• _REQUISITOS DE LA TAREA_:
• 1. Según el texto sobre las relaciones que construyeron Occidente, ¿qué es lo que impulsa el cambio histórico?
• 2. Prosigue el texto sobre las relaciones que construyeron Occidente a partir de su última oración.

++++ TEXTO PROPORCIONADO

Lo que voy a contar es una historia diferente: una que no comienza en el Mediterráneo grecorromano y luego resurge en la Italia del Renacimiento, sino que rastrea las relaciones que construyeron lo que ahora se llama Occidente desde la Edad del Bronce hasta la era de la exploración, cómo las sociedades se encontraban, se entrelazaban y se separaban. Son las conexiones, no las civilizaciones, las que impulsan el cambio histórico. (…)
Todos los seres humanos están estrechamente relacionados entre sí; más que, por ejemplo, la población de chimpancés del mundo, mucho más pequeña que la humana. (…) Nuestros antepasados viajaban con frecuencia, recorrían largas distancias y se encontraban con gente nueva. La migración, la movilidad y la mezcla están arraigadas en nuestra historia. En palabras del genetista de Harvard David Reich, un árbol “es una analogía peligrosa para las poblaciones humanas. La revolución del genoma nos ha enseñado que se han producido grandes mezclas de poblaciones altamente divergentes. En lugar de un árbol, sería más apropiado hablar de una enredadera que lleva mucho tiempo ramificándose y entremezclando sus tallos”.

++++++++
++++ EXTRACTOS DE DATOS

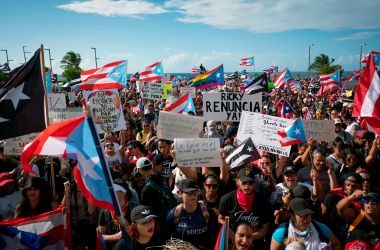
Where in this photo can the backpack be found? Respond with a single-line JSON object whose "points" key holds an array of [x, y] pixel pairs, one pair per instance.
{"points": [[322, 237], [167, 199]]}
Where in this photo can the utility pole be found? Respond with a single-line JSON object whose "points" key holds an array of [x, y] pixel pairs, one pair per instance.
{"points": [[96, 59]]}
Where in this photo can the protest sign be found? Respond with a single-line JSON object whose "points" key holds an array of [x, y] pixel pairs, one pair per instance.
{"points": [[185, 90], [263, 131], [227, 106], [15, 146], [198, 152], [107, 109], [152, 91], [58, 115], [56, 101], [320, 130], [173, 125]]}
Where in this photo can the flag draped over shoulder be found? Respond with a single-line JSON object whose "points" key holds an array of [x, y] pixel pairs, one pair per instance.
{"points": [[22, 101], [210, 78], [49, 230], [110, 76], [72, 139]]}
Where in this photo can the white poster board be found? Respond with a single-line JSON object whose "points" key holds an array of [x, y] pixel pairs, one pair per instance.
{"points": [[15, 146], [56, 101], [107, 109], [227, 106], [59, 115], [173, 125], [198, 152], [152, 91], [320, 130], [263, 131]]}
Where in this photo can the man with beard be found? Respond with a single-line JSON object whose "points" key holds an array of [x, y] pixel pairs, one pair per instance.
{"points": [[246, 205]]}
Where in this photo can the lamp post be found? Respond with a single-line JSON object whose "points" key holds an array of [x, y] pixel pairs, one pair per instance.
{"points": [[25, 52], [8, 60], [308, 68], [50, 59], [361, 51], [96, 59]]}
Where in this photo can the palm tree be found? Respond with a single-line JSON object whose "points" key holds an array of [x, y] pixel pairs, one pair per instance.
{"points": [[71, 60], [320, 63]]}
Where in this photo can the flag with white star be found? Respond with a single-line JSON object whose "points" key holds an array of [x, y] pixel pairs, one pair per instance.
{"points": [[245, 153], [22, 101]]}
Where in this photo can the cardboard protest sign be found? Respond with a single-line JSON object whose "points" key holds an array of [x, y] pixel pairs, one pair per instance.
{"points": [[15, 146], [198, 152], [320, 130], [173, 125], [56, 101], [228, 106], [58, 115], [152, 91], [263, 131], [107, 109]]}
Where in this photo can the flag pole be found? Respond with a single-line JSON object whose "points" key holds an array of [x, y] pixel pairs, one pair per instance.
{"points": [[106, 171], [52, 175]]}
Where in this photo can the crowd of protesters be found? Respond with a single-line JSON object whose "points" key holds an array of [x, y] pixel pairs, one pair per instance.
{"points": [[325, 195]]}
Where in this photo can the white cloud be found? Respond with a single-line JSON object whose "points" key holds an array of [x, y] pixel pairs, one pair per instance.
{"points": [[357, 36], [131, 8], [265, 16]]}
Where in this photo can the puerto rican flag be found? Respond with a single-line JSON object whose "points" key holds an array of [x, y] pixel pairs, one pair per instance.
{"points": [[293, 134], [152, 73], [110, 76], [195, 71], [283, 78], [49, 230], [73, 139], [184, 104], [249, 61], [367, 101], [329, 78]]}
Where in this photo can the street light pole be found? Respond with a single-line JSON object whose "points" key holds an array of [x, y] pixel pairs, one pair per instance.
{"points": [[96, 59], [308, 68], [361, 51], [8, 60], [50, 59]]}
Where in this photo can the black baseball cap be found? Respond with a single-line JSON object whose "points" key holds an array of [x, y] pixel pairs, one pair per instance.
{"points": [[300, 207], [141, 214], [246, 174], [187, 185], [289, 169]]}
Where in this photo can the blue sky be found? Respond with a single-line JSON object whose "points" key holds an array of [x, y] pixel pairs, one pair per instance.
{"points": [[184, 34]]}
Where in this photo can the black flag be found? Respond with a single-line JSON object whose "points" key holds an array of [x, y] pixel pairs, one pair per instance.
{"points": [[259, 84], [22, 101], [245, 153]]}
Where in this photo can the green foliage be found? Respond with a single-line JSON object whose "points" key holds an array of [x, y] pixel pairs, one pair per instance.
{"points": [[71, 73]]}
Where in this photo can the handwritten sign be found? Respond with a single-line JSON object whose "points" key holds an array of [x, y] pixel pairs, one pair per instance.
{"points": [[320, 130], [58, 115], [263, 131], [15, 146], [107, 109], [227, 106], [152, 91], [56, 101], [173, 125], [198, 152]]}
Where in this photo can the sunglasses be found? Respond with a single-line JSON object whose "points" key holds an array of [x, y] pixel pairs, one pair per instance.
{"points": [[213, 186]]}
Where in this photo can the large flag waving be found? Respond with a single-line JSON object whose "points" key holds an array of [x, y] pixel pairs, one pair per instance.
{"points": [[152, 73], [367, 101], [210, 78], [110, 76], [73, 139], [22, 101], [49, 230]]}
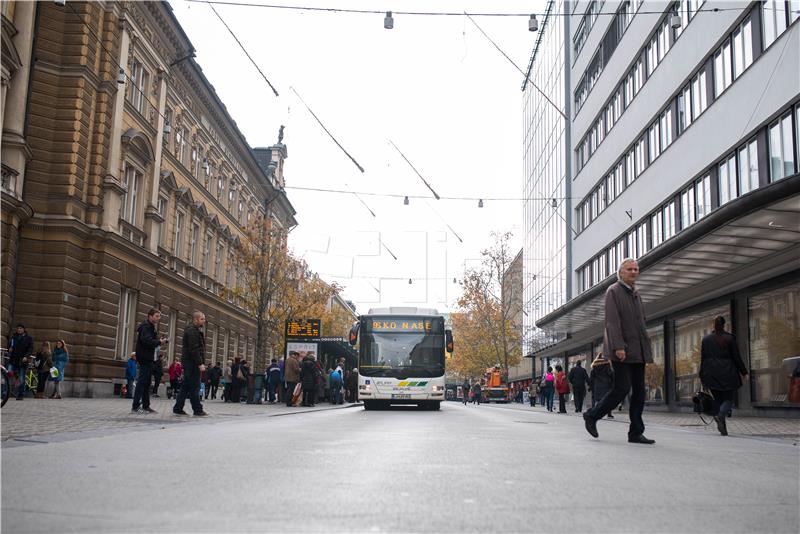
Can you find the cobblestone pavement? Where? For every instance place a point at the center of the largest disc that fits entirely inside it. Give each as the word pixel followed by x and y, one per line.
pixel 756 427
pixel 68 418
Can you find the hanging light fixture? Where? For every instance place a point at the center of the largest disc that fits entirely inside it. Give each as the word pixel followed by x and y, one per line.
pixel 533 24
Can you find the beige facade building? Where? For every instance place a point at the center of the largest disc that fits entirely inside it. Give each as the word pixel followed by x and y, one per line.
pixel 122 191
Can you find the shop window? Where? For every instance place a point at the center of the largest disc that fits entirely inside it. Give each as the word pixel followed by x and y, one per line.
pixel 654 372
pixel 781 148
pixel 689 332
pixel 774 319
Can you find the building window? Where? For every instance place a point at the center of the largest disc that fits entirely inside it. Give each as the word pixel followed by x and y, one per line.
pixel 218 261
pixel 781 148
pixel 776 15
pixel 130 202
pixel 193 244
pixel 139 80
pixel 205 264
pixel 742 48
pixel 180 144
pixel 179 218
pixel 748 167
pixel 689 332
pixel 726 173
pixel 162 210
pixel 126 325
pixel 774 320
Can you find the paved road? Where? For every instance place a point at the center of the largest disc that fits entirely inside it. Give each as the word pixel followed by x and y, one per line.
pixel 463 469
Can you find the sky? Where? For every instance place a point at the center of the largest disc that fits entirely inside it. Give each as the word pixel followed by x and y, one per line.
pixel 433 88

++++++++

• _RESPUESTAS ESCRITAS_:
• 1. Las conexiones, no las civilizaciones, impulsan el cambio histórico.

• 2.
No son los pueblos los que hacen la historia, sino las personas, y las conexiones que crean entre sí. La sociedad humana no es un bosque lleno de árboles, con subculturas que se ramifican a partir de troncos individuales, sino que es más bien como un lecho de flores, que necesita una polinización regular para volver a germinar y crecer. Las culturas locales diferenciadas van y vienen, pero son creadas y sostenidas por la interacción, y una vez que se establece el contacto, ninguna región está realmente aislada. Nunca ha habido una cultura occidental o europea única y pura. Lo que se denominan “valores occidentales”: libertad, racionalidad, justicia y tolerancia, no son única u originalmente occidentales, y el propio Occidente es en gran parte un producto de vínculos muy duraderos con una red mucho más amplia de sociedades, al sur, al norte y al este. (…) Las transformaciones pueden ocurrir en momentos de gran agitación y antagonismo (migración, guerra y conquista) y la gente puede aprender más de sus rivales, incluso de los acérrimos.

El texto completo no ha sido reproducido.